- [Position identification records]
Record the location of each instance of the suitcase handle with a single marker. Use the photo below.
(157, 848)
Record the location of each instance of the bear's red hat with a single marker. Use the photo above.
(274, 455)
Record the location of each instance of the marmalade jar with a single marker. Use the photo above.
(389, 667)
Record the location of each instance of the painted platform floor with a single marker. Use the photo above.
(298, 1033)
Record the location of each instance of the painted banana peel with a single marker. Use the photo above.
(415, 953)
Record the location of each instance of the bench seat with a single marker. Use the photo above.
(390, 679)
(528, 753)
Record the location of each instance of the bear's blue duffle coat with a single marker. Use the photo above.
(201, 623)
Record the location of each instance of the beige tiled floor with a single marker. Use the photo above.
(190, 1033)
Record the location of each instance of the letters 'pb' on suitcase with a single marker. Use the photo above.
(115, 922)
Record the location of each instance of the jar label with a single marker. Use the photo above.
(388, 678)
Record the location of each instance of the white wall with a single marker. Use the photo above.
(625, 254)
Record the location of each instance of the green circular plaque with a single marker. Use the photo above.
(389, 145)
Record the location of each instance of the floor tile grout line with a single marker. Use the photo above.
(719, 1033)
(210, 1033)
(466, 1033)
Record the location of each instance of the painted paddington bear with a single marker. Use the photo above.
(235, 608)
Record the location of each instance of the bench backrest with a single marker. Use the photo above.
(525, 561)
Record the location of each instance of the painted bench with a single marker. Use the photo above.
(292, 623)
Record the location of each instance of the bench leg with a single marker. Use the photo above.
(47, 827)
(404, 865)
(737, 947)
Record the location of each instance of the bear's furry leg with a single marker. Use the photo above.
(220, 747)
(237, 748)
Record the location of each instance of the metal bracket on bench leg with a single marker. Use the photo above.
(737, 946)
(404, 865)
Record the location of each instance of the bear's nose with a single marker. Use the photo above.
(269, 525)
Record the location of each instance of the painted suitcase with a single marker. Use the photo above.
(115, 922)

- [INSTRUCTION]
Write out the material again, starting at the line containing "Record the location of each instance of the marmalade" and ending at the line containing "(298, 1033)", requests included, and add -32 to every coordinate in the answers.

- [RESULT]
Record the location of each instance of the marmalade jar with a single marker. Use the photo above.
(357, 635)
Record the location of each instance of the painted platform floor with a single marker. Use the photo above.
(266, 1001)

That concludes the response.